*** Block opens ***
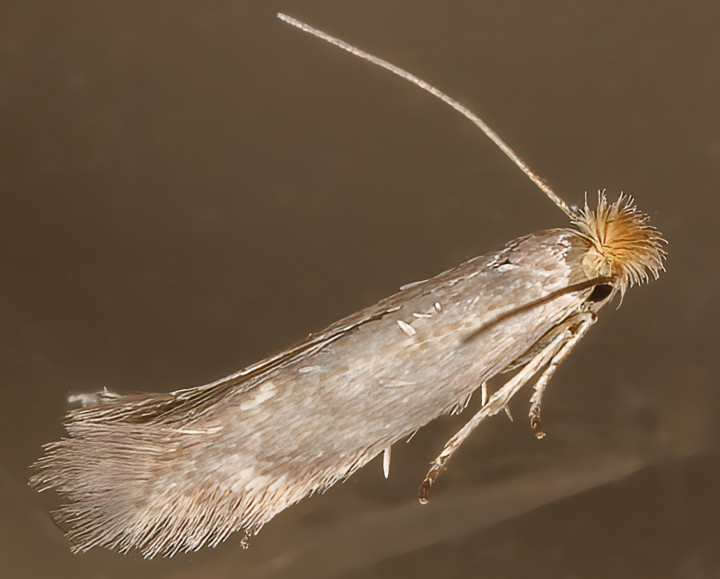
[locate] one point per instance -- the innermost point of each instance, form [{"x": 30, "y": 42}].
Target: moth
[{"x": 172, "y": 472}]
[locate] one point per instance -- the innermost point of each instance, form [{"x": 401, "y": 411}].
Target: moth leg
[
  {"x": 508, "y": 414},
  {"x": 386, "y": 462},
  {"x": 586, "y": 320},
  {"x": 497, "y": 402}
]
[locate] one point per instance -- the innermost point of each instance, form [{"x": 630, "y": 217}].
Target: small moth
[{"x": 172, "y": 472}]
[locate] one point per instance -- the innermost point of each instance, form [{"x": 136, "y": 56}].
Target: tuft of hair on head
[{"x": 621, "y": 243}]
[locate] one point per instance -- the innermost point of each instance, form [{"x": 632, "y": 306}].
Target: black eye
[{"x": 600, "y": 292}]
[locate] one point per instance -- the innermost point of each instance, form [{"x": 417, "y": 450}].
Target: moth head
[{"x": 620, "y": 242}]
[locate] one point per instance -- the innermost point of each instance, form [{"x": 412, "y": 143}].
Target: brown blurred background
[{"x": 186, "y": 187}]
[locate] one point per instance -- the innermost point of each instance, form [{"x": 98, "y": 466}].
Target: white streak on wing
[
  {"x": 264, "y": 392},
  {"x": 208, "y": 430},
  {"x": 412, "y": 284},
  {"x": 407, "y": 328},
  {"x": 394, "y": 383}
]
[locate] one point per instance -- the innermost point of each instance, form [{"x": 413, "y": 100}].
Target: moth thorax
[{"x": 620, "y": 242}]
*** Block closes ***
Copy out each line from the listing that contains the string "point".

[locate] one point per instance -- the innermost point of each instance, form [{"x": 30, "y": 42}].
[locate] one point per instance -- the innermost point of each instance, form [{"x": 401, "y": 411}].
[locate] one point per instance -- the innermost point of each instance, form [{"x": 630, "y": 217}].
[locate] one point per instance -- the innermost point of each instance, form [{"x": 136, "y": 56}].
[locate] one point per instance -- the innermost point of each instance, form [{"x": 632, "y": 306}].
[locate] one point per instance -- the innermost point of each instance, form [{"x": 417, "y": 450}].
[locate] one point per instance -- the innermost point of each instance, form [{"x": 412, "y": 143}].
[locate] one point per instance -- the innermost point of each instance, form [{"x": 98, "y": 466}].
[locate] one point per instance -- the innermost point of each instance, form [{"x": 413, "y": 100}].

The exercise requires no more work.